++++ DATASET EXTRACT ++++
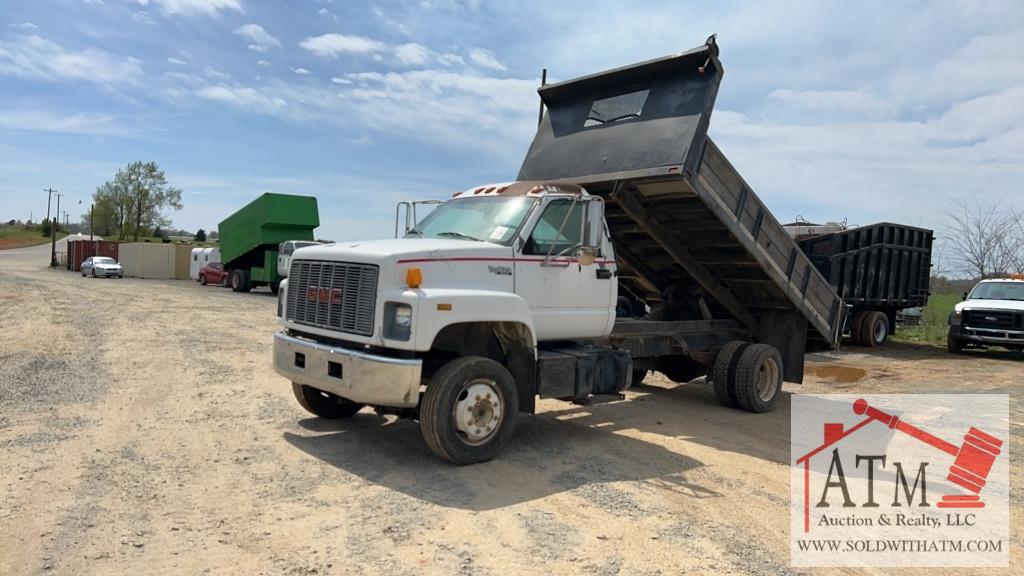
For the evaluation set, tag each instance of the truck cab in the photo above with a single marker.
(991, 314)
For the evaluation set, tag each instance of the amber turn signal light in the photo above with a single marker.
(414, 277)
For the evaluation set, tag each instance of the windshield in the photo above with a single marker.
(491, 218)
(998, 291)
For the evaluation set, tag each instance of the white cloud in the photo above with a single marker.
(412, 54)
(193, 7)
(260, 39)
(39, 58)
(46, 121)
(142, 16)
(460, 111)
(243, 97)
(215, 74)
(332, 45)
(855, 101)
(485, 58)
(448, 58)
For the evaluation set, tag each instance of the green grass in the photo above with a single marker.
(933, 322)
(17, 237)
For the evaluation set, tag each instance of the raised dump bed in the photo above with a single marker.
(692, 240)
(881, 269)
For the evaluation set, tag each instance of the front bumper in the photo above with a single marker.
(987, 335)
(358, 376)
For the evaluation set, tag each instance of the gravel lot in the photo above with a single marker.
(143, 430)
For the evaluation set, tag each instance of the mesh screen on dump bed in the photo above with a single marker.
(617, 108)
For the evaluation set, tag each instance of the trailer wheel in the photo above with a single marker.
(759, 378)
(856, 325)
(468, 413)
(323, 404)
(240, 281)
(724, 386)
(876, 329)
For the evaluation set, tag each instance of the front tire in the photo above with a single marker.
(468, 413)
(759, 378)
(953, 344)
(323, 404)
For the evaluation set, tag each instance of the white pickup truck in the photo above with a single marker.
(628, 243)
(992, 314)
++++
++++ DATASET EXTRACT ++++
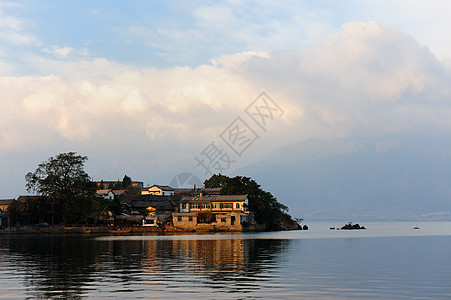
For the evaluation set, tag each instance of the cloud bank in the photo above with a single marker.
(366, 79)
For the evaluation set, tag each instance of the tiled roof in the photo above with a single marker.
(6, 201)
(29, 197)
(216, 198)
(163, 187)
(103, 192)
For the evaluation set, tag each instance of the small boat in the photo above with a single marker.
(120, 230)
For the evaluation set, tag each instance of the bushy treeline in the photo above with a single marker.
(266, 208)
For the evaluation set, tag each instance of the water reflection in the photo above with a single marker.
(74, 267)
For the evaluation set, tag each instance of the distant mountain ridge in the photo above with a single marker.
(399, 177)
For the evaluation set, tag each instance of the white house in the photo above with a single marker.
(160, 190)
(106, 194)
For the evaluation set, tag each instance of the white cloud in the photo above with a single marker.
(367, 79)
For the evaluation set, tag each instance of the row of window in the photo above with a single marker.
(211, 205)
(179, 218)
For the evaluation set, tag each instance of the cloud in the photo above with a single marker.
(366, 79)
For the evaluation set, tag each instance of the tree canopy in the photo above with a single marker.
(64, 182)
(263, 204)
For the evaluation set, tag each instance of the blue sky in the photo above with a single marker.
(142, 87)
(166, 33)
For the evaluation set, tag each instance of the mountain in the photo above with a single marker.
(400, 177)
++++
DO THIS: Please find every line in the records that contains the string "dump" and copy each one in full. The match is case-sensitive.

ANSWER BELOW:
For the evaluation set, tag each instance of the raised dump bed in the photo above with a single marker.
For the evaluation set, tag each instance of the mesh screen on dump bed in the photo above with a single marker.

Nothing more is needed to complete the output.